#### [Aim of the task]
From the listing below, gather every line that contains the string "wheel", and copy each one in full.

#### [Material]
──────
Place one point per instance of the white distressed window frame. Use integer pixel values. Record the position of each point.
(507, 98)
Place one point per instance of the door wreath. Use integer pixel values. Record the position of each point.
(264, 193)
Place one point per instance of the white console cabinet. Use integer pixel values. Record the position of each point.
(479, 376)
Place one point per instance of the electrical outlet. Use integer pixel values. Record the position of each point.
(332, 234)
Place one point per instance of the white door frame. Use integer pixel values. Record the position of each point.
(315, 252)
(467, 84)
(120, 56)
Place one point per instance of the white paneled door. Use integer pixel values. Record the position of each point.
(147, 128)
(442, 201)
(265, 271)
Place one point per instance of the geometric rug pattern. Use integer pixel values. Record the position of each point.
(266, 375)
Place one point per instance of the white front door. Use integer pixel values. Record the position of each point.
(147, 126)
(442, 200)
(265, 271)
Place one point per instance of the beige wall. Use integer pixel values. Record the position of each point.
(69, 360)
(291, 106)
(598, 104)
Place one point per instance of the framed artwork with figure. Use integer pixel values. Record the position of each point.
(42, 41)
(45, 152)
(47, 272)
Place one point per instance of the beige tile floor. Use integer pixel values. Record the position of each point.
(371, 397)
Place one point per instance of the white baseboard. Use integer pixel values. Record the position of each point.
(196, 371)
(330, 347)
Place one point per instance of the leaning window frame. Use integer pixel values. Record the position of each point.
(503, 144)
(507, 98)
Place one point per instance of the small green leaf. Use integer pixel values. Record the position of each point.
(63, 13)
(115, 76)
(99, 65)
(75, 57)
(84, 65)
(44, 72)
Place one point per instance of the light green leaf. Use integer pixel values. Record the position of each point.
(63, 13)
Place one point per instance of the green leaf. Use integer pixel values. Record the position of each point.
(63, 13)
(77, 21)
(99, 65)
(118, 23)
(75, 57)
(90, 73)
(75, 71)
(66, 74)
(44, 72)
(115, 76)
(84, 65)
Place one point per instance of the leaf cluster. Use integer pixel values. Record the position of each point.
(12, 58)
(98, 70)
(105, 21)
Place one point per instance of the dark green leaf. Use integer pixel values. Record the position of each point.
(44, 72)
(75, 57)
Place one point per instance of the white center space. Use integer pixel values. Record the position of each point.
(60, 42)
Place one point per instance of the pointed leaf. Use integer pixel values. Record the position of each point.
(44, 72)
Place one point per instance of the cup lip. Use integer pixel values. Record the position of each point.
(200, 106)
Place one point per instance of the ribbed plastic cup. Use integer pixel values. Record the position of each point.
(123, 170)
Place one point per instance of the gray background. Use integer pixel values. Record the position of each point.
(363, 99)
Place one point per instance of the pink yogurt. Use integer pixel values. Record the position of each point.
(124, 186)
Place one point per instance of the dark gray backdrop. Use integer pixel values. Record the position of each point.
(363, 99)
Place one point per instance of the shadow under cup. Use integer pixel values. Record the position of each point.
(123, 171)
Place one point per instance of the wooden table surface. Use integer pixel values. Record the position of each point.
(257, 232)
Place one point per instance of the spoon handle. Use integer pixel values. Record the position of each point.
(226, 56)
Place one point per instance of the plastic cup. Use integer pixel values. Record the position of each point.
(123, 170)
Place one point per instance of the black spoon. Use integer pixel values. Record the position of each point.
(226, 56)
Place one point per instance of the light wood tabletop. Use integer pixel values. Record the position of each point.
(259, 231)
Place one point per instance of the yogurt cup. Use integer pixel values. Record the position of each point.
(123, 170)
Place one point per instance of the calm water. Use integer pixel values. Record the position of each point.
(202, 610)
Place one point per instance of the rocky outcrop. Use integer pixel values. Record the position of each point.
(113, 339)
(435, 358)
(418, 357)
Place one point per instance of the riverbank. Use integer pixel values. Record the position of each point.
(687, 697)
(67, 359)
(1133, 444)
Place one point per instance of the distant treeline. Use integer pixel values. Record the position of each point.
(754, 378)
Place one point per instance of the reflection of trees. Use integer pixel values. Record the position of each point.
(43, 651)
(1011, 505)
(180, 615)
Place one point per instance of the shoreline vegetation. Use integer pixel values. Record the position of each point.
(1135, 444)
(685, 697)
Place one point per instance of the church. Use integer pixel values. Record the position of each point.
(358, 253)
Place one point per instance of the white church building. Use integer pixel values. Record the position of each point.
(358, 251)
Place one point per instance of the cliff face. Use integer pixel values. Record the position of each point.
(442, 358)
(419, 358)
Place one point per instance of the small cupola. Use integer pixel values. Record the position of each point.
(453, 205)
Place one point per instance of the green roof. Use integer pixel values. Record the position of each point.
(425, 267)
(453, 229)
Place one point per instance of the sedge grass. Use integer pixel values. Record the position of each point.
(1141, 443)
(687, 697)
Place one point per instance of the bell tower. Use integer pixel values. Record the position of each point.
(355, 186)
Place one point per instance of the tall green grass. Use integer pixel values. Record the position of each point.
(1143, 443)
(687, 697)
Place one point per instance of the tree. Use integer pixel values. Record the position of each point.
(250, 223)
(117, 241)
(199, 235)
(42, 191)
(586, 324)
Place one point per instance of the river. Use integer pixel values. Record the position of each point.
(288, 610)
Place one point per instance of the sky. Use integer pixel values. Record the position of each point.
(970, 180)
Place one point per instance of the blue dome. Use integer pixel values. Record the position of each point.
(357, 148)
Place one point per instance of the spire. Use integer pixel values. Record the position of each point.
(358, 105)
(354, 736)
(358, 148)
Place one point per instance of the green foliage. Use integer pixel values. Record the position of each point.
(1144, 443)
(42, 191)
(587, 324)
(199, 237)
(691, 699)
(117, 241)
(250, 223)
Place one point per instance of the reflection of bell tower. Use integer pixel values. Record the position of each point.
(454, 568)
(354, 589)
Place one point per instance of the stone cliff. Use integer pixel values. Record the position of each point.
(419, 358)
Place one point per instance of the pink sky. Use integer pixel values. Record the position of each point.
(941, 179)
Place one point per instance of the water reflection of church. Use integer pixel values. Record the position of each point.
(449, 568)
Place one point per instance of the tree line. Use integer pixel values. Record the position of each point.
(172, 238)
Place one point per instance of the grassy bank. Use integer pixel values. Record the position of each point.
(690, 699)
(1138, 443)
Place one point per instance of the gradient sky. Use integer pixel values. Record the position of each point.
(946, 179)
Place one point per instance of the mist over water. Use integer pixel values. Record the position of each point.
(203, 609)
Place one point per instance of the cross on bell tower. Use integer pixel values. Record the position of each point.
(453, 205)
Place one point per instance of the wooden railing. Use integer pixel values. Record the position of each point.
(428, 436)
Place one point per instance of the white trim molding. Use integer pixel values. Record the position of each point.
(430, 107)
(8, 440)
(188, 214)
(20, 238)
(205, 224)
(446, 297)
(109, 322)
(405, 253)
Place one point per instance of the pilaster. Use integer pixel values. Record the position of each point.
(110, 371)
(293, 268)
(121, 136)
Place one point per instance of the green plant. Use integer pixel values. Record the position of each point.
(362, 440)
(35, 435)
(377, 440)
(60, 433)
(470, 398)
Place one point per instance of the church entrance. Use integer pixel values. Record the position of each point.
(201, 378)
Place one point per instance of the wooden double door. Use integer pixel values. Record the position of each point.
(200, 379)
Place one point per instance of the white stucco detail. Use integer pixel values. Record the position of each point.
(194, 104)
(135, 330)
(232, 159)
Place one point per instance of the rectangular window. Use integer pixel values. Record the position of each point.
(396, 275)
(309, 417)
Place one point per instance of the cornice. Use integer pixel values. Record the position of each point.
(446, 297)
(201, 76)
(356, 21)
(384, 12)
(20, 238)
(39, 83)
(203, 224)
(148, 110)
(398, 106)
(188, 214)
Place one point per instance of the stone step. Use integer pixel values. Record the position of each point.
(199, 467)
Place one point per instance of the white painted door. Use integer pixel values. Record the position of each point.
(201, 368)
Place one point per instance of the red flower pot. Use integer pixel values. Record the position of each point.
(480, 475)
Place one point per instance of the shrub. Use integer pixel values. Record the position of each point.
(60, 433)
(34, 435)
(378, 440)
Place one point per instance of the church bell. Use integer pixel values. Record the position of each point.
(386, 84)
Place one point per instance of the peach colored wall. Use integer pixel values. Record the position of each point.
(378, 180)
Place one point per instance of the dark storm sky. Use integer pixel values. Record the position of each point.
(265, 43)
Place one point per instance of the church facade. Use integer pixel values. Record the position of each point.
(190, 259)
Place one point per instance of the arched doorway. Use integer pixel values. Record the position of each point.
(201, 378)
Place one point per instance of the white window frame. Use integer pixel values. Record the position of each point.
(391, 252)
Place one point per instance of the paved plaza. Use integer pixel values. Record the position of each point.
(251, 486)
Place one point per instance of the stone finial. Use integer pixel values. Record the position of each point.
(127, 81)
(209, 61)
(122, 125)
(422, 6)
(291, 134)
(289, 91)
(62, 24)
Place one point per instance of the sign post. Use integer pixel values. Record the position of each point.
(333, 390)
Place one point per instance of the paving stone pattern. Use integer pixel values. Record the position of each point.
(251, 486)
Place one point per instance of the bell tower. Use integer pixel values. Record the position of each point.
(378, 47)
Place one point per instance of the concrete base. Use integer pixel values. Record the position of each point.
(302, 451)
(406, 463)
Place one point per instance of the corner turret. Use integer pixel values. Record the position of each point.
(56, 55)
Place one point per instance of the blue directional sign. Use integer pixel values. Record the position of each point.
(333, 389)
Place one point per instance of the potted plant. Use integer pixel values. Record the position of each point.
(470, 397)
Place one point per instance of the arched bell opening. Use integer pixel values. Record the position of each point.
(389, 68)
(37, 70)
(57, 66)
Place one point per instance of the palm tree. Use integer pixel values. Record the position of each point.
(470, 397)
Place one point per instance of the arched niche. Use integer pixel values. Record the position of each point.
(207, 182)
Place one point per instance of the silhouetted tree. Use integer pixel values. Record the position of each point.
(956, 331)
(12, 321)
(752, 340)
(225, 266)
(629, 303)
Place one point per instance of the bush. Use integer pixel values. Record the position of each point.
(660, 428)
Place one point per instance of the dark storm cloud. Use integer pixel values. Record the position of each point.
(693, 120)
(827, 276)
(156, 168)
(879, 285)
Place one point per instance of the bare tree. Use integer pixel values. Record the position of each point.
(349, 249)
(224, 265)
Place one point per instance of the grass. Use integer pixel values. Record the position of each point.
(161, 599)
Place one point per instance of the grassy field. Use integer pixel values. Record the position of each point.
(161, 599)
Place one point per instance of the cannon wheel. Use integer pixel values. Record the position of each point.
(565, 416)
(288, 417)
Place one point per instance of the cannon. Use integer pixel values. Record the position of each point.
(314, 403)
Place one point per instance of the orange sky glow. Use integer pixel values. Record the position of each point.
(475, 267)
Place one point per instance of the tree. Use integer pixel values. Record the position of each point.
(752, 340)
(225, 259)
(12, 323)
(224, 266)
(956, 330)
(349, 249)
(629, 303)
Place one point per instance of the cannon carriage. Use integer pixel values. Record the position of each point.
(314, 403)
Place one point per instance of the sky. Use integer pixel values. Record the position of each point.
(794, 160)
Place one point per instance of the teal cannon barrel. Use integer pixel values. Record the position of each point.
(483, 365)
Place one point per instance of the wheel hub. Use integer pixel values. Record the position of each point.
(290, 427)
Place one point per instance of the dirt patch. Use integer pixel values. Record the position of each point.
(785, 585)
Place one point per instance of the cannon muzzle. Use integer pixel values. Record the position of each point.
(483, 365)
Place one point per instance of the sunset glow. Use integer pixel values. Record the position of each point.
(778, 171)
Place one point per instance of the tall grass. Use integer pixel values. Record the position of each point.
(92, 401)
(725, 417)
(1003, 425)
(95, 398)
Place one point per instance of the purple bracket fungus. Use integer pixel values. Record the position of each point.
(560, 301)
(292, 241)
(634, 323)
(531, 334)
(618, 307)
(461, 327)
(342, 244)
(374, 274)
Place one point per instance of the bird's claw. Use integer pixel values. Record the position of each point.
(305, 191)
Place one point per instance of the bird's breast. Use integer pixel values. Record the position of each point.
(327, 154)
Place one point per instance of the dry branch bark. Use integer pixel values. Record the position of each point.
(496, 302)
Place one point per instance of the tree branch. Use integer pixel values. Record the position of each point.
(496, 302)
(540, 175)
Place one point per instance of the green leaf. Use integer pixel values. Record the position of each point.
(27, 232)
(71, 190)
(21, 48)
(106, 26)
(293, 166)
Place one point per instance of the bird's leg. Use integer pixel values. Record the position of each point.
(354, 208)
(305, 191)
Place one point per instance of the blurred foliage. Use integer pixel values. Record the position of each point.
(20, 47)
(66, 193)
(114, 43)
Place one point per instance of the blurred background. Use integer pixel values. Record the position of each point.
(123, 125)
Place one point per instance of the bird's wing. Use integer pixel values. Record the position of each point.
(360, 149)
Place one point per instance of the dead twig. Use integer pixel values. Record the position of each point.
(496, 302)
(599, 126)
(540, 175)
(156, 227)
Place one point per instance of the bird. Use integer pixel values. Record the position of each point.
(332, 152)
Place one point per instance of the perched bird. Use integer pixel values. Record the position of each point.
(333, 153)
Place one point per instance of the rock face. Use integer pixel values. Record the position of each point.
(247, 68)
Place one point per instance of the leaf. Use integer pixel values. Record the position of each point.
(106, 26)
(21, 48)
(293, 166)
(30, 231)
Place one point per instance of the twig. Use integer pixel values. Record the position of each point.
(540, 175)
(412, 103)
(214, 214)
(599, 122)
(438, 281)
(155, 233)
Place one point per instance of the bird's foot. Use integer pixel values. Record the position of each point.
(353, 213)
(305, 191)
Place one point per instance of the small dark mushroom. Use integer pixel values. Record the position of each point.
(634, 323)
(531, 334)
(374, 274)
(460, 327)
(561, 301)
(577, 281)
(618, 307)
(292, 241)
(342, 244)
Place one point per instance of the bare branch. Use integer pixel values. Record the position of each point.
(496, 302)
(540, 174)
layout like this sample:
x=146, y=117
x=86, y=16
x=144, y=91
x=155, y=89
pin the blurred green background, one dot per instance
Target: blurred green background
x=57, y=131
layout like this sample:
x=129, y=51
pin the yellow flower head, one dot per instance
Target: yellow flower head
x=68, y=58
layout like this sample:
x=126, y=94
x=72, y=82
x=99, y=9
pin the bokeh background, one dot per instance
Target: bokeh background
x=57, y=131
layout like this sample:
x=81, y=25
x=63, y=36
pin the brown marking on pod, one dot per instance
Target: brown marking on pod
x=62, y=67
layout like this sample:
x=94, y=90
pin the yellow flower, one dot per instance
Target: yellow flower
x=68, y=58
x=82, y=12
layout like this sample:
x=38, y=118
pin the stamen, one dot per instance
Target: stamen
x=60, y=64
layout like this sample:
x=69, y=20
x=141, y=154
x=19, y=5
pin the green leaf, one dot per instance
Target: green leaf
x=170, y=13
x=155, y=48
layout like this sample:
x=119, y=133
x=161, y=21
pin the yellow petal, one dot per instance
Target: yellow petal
──────
#### [Task result]
Place one point per instance of the cannon wheel. Use integer pixel values. Record the position of each point.
Place one point per instance of the wheel hub. Use integer pixel values. Record the position of each point.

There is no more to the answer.